◆ Problem 1:
According to the shoe energy-harvesting text, what was the average peak-to-peak voltage of the five subjects at 2.5 Hz?
◆ Problem 2:
Carry on the shoe energy-harvesting text, starting after its final sentence.

======== Supplied text ========

As a result of the pilot test, the voltage increase was verified with the laminated layers and the optimal height of the number of layers was 10 units (3 cm); the wearers did not experience an irritating feeling from the sports shoe insole. Hence, the basic mock-up of the energy harvesting module was revised to a 10-layer structure (Fig. 5) and five male subjects in their twenties were selected (Table 2). They wore sports shoes in which the multi-layered energy harvesting module was mounted, and walked (to the right) as in Fig. 6. They walked at five different frequencies within 0.5~2.5 Hz (0.5 Hz : slow walking at 2.56 km/hr ; 1 Hz : normal walking at 5.12 km/hr; 1.5 Hz : fast walking at 6.8 km/hr; 2 Hz : normal running at 10.24 km/hr; 2.5 Hz : fast running at 12.8 km/hr). The outputs were recorded by an oscilloscope. In other words, the peak-to-peak voltage (Vp-p), peak power (㎼), and Vrms (V) were measured to calculate the accumulated voltage energy by an oscilloscope after having the subjects exercise (walking and running) for 20 seconds at each given frequency within 0.5~2.5 Hz.

Table 2.Body types of the subjects (somatotype)

Fig. 5.Sports shoe with the mounted magnetic-induced energy harvesting module

Fig. 6.Measuring experiment on the output voltage from walking and running

 

4. Results and Discussion

As the frequency increased within 20 seconds, the voltage followed the same pattern from 0.5~2.5 Hz and the average peak-to-peak voltage (Vp-p) of the five subjects was 0.53 V at 2.5 Hz; in addition, the individual test results of the subjects showed the same, however, depending on the subject, at 2.5 Hz, the highest Vp-p was 0.73 V, and the lowest was 0.42 V (Table 3, Fig. 7). It was assumed that the difference in walking pattern, strength, and body shape among the subjects affected the voltage level.

Table 3.* Coil Resistance : 4.8 Ohm ; RL = 1 MOhm (oscilloscope)

Fig. 7.Peak-to-peak voltage (Vp-p) increase at each frequency for walking and running

The result of the peak power (㎼) within 20 seconds showed the highest value at 2.5 Hz. The average was 0.289 ㎼ and therefore double the amount of energy harvesting in the actual sports activities was predicted for when both feet are actually used. Depending on the subject, the highest peak power (㎼) was 0.533 ㎼, and the lowest was 0.176 ㎼, showing a relatively big difference (Table 4, Fig. 8).

Table 4.* Coil Resistance : 4.8 Ohm ; RL = 1 MOhm (oscilloscope)

Furthermore, in 20 seconds, the Vrms (V) exhibited a continual increase from 0.5 Hz to 2.5 Hz, and had the highest voltage at 2.5 Hz for all of them. The average Vrms (V) was 0.065 V, the highest Vrms (V) was 0.070 V, and the lowest was 0.056 V (Table 5, Fig. 9).

Table 5.* Coil Resistance : 4.8 Ohm ; RL = 1 MOhm (oscilloscope)

Fig. 9.Vrms (V) increase at each frequency for walking and running

The above results are for the voltage gained from only one shoe (i.e., the right shoe) with the energy harvesting module within 20 seconds (the energy harvesting module was mounted in the right shoe in this study).

======== Given data ========

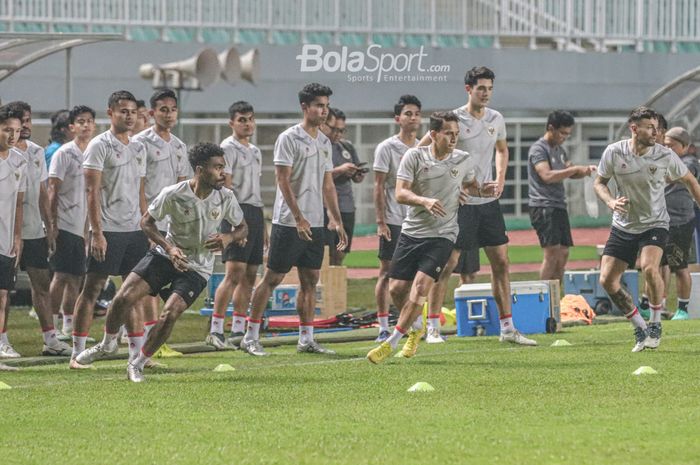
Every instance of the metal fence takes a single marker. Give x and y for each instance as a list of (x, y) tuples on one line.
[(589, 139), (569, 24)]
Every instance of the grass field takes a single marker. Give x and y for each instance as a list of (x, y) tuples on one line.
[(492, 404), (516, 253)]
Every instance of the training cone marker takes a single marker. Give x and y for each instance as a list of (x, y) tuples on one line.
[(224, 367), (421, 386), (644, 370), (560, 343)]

========
======== Given data ========

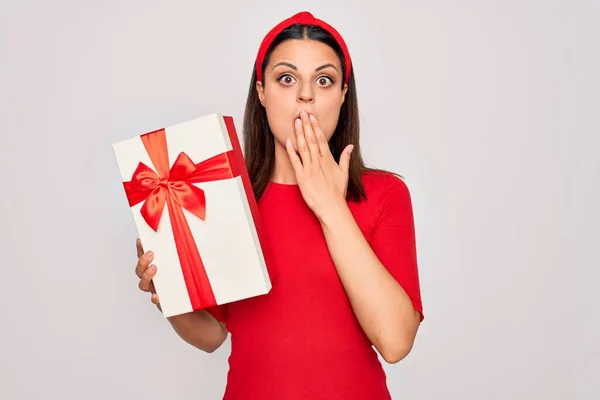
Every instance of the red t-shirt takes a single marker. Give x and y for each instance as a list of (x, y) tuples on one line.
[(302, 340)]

========

◆ Task output 1:
0.53 V

◆ Task output 2:
According to the test results, the estimated energy harvesting values from both sports shoes were measured. From the measuring process of the voltage conveyed to a 1 ㏁ load, the Vrms (V) at 2.5 Hz was 0.065 V, the voltage was 4.23 nW (Prms = V2rms / R) and the energy harvesting value was 5.076 µJ from both sports shoes for 10 minutes of exercise.

Assuming the actual exercise environment is used, the energy harvesting value from both sides of the sports shoes was 12.0 µJ when the distance for one step for a male subject while walking was 0.8 m at 8 km/hr (fast walking) for 50 minutes. That is to say that 8 km/hr was converted to 1.5 Hz in frequency from walking. Then, the measured Vrms (V) was 0.045 V and the Prms was 2 nW. Likewise, more energy harvesting was expected from both sports shoes after active motions such as walking and running for a longer period of time.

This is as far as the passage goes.